• Page:
----------

Create a new audio stream

Parameters
src_formatThe format of the source audio
src_channelsThe number of channels of the source audio
src_rateThe sampling rate of the source audio
dst_formatThe format of the desired audio output
dst_channelsThe number of channels of the desired audio output
dst_rateThe sampling rate of the desired audio output
Returns
0 on success, or -1 on error.
See Also
SDL_AudioStreamPut
SDL_AudioStreamGet
SDL_AudioStreamAvailable
SDL_AudioStreamFlush
SDL_AudioStreamClear
SDL_FreeAudioStream

Definition at line 1259 of file SDL_audiocvt.c.

References AUDIO_F32SYS, NULL, ResamplerPadding(), retval, SDL_AUDIO_BITSIZE, SDL_BuildAudioCVT, SDL_calloc, SDL_CleanupAudioStreamResampler(), SDL_FALSE, SDL_free, SDL_FreeAudioStream, SDL_malloc, SDL_min, SDL_NewDataQueue(), SDL_OutOfMemory, SDL_PrepareResampleFilter(), SDL_ResampleAudioStream(), SDL_ResetAudioStreamResampler(), and SDL_TRUE.

----------

• Supplied entries:
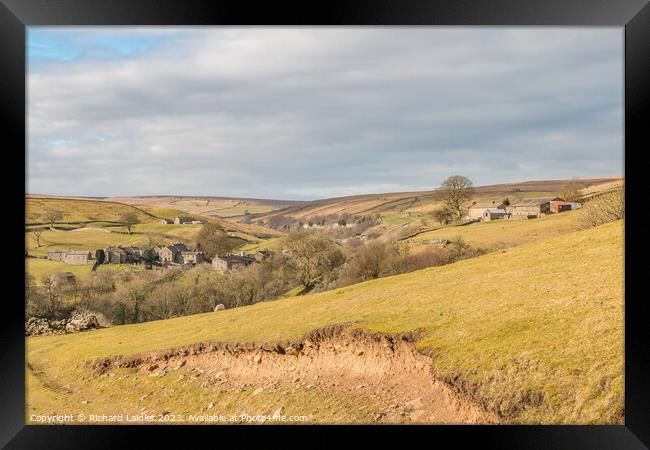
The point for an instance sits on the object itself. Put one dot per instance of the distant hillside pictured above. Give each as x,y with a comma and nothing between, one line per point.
219,207
76,209
420,203
533,334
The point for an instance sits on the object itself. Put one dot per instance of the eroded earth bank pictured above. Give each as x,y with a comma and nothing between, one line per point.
390,379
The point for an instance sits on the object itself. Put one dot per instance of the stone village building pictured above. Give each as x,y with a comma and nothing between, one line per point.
122,255
171,253
230,262
192,257
182,220
74,257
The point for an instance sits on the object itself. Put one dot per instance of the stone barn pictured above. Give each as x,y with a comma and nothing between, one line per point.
56,255
180,220
171,253
528,209
115,255
494,214
60,278
133,254
231,262
78,257
558,205
192,257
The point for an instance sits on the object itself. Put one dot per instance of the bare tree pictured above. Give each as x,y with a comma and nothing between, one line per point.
313,256
456,192
36,235
606,208
571,192
53,215
129,218
213,241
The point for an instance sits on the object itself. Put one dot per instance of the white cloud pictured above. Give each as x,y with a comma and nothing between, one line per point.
301,112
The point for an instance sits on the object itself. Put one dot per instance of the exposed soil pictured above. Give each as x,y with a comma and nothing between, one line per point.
386,368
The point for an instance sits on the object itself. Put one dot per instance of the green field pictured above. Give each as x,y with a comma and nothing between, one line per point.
40,267
79,210
497,234
88,239
533,332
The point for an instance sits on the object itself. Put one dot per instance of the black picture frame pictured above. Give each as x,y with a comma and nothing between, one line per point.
633,15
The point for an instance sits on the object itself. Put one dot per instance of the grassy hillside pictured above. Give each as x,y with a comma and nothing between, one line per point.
219,207
534,332
416,207
39,267
76,210
507,233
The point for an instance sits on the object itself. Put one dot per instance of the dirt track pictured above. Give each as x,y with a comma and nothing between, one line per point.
387,369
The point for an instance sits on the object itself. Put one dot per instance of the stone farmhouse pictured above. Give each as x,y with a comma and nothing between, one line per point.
75,257
494,213
528,209
192,257
230,262
171,253
558,205
182,220
122,255
477,211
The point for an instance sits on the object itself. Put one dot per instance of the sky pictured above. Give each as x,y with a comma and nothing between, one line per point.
301,113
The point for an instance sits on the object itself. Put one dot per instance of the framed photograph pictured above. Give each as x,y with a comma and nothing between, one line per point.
407,218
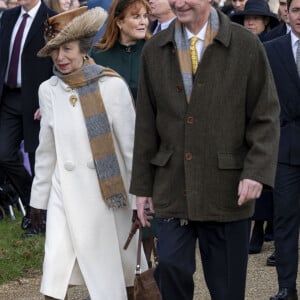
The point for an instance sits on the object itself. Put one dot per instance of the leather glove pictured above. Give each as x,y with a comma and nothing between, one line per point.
37,219
134,216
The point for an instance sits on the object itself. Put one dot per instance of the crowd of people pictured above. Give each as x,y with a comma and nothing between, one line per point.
181,115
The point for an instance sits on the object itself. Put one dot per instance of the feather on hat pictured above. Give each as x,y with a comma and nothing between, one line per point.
71,26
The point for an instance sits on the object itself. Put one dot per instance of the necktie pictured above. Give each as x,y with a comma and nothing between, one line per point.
14,60
298,58
194,56
158,28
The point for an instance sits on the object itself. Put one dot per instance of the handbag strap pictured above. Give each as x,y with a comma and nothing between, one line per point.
139,251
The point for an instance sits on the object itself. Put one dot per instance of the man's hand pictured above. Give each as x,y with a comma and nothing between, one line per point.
248,190
144,206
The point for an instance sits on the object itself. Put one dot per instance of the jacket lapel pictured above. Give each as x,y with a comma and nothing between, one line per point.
285,54
36,24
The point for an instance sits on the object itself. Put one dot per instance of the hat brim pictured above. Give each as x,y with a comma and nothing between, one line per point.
85,25
239,17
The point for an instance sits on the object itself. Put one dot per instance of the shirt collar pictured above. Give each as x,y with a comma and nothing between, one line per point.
294,39
165,25
32,13
200,34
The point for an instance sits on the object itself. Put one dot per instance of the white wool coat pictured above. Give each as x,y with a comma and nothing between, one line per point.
84,238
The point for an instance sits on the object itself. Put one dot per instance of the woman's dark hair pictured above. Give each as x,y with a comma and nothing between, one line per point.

----------

• Exercise set:
A) Recast the paragraph of the SDL audio stream page that begins "References AUDIO_F32SYS" as a list.
B) From the SDL audio stream page, give again the part that opens with the words containing "Definition at line" and closes with "SDL_ResetAudioStreamResampler(), and SDL_TRUE.", swapping "SDL_audiocvt.c" for "SDL_audiocvt.h".
The records have no role in this work.

• Results for each task:
A)
References:
- AUDIO_F32SYS
- NULL
- ResamplerPadding()
- retval
- SDL_AUDIO_BITSIZE
- SDL_BuildAudioCVT
- SDL_calloc
- SDL_CleanupAudioStreamResampler()
- SDL_FALSE
- SDL_free
- SDL_FreeAudioStream
- SDL_malloc
- SDL_min
- SDL_NewDataQueue()
- SDL_OutOfMemory
- SDL_PrepareResampleFilter()
- SDL_ResampleAudioStream()
- SDL_ResetAudioStreamResampler()
- SDL_TRUE

B)
Definition at line 1259 of file SDL_audiocvt.h.

References AUDIO_F32SYS, NULL, ResamplerPadding(), retval, SDL_AUDIO_BITSIZE, SDL_BuildAudioCVT, SDL_calloc, SDL_CleanupAudioStreamResampler(), SDL_FALSE, SDL_free, SDL_FreeAudioStream, SDL_malloc, SDL_min, SDL_NewDataQueue(), SDL_OutOfMemory, SDL_PrepareResampleFilter(), SDL_ResampleAudioStream(), SDL_ResetAudioStreamResampler(), and SDL_TRUE.